Material for this task:

----

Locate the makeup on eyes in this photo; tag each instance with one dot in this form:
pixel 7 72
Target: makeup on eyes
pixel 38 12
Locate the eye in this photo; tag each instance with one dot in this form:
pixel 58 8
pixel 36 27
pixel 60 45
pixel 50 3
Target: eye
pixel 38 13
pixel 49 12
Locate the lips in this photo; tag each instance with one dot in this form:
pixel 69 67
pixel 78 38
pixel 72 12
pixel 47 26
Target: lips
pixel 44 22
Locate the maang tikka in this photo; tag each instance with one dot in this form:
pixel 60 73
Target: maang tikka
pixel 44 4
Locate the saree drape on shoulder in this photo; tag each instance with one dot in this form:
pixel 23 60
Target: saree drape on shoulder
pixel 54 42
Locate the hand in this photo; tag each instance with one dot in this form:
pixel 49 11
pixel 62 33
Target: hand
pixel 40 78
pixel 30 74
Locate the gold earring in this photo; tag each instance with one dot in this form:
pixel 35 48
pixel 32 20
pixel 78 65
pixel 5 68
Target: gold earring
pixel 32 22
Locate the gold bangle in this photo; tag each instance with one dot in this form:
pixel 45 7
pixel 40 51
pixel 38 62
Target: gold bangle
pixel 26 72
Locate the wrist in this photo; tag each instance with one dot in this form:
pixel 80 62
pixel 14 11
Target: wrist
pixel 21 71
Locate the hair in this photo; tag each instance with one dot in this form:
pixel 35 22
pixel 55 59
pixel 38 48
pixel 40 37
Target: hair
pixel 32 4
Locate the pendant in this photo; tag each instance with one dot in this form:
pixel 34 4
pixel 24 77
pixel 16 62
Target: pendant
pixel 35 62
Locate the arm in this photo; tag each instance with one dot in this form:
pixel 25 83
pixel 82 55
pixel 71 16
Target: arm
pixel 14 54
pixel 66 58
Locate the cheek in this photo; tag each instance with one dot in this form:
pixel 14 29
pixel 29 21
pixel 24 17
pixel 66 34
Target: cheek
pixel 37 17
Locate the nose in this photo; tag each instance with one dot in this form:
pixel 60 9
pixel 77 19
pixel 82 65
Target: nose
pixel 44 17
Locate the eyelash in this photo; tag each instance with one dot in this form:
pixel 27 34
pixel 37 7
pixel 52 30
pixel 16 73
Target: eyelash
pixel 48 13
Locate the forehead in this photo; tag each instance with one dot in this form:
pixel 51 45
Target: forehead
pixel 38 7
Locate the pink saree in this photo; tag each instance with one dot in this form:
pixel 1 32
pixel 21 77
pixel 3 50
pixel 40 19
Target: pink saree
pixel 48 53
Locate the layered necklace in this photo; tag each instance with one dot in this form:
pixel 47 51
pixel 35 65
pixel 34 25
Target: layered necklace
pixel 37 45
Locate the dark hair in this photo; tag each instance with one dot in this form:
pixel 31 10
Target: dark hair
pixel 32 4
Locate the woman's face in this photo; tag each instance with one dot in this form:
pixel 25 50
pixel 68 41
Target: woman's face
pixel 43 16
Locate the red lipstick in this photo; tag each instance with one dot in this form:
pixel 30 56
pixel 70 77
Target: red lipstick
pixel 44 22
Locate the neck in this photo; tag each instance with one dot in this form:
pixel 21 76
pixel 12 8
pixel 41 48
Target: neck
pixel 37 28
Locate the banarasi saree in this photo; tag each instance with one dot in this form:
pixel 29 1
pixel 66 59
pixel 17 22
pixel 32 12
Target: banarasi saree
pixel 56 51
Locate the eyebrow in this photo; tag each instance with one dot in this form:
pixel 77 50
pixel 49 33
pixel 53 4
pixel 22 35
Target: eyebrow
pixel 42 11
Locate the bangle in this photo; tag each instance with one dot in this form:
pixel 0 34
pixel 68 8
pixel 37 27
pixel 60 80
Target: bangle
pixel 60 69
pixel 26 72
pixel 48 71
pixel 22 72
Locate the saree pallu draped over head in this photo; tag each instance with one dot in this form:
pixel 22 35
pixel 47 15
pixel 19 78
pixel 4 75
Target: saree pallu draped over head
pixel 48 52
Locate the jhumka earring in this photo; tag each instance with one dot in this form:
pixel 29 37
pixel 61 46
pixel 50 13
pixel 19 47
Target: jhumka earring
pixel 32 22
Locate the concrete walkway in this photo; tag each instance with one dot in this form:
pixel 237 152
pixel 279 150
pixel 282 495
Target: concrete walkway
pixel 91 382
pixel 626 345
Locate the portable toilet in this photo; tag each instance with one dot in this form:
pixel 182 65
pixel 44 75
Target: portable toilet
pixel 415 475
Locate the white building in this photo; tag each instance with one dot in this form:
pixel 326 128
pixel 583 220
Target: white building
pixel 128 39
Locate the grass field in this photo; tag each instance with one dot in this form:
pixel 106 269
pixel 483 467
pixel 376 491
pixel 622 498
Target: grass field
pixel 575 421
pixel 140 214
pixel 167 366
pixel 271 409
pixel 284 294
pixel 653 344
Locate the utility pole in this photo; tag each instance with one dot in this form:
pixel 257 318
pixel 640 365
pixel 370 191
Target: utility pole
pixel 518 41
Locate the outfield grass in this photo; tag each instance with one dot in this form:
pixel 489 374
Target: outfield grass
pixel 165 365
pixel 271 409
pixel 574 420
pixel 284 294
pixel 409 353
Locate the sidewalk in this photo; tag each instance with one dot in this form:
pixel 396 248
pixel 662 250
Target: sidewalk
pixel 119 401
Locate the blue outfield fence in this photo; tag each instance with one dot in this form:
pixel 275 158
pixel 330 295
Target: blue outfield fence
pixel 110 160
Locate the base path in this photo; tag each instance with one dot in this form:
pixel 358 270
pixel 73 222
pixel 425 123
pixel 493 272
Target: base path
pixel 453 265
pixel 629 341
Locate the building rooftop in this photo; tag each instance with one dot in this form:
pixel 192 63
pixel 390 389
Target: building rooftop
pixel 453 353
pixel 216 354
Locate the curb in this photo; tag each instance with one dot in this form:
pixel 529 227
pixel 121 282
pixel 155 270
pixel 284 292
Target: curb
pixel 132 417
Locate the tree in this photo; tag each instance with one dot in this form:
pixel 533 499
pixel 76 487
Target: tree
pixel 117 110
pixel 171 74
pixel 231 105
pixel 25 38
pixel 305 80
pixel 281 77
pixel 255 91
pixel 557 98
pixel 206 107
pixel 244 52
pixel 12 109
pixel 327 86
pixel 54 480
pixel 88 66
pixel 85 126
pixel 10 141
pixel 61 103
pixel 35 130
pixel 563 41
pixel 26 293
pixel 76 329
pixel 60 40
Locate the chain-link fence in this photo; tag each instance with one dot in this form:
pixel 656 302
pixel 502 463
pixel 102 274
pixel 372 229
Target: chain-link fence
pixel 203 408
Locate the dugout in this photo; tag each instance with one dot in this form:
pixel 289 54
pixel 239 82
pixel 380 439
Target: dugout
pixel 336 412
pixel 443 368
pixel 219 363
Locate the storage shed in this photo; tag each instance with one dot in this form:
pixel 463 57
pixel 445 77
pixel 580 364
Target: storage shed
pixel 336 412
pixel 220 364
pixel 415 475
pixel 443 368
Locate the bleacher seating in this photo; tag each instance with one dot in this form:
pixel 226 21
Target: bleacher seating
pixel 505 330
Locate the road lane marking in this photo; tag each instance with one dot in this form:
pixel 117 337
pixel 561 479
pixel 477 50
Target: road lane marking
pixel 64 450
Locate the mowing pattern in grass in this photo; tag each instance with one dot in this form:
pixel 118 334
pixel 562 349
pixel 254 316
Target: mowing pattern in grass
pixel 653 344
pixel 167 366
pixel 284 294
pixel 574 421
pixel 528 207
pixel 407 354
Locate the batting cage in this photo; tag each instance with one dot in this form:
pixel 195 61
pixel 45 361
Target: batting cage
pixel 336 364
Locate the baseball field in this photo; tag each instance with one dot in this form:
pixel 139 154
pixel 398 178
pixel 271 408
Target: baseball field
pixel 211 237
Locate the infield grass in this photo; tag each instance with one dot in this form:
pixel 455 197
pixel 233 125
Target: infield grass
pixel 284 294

----

Given problem:
Copy the data from the line with "Locate the lips" to the line with "pixel 37 45", switching every "Target" to "Object" and leaving all else unchanged.

Solution below:
Locate the lips in this photo; tag each instance with one dot in this form:
pixel 69 67
pixel 78 38
pixel 72 12
pixel 47 26
Object: lips
pixel 44 22
Locate the maang tikka in this photo; tag each instance with one dot in this form:
pixel 60 73
Object: maang tikka
pixel 44 4
Locate the saree drape on shoulder in this photo; tag each instance with one dot in this form:
pixel 23 60
Object: saree drape on shoulder
pixel 54 42
Locate the hand in this photo; tag each instance with one dot in this form:
pixel 49 11
pixel 62 33
Object: hand
pixel 40 78
pixel 30 74
Locate the gold earring in this photo; tag each instance with one dot in this form:
pixel 35 48
pixel 32 20
pixel 78 65
pixel 5 68
Object: gold earring
pixel 32 22
Locate the gold bangle in this photo; tag each instance with one dot in this form:
pixel 45 7
pixel 40 51
pixel 38 62
Object: gold bangle
pixel 26 72
Locate the wrist in this photo; tag each instance with one dot in this form:
pixel 80 62
pixel 14 11
Object: wrist
pixel 21 71
Locate the hair in this photo; tag each instance with one dot in this form:
pixel 35 22
pixel 55 59
pixel 38 48
pixel 40 37
Object: hair
pixel 32 4
Locate the pendant in this photo; tag each instance with one dot in this form:
pixel 34 4
pixel 24 77
pixel 16 62
Object: pendant
pixel 35 62
Locate the arm in this photo; tag each instance with one dot in this form:
pixel 25 83
pixel 82 55
pixel 71 16
Object: arm
pixel 14 54
pixel 66 58
Locate the cheek in this photo; tag each instance with one dot in this form:
pixel 14 29
pixel 29 21
pixel 24 17
pixel 66 34
Object: cheek
pixel 37 17
Locate the nose in this photo; tag each instance with one dot in this form:
pixel 60 9
pixel 77 19
pixel 82 65
Object: nose
pixel 44 17
Locate the eyelash in this photo; tag each instance with one dot in this form:
pixel 27 34
pixel 37 7
pixel 52 30
pixel 16 73
Object: eyelash
pixel 48 13
Locate the forehead in this photo; tag each instance with one dot in this form:
pixel 51 45
Object: forehead
pixel 38 7
Locate the pink saree in this photo; tag each instance with one dot in this form:
pixel 1 32
pixel 21 77
pixel 3 50
pixel 40 19
Object: pink saree
pixel 48 53
Locate the layered necklace in this photo; tag each instance with one dot in this form:
pixel 47 51
pixel 35 65
pixel 34 25
Object: layered necklace
pixel 37 45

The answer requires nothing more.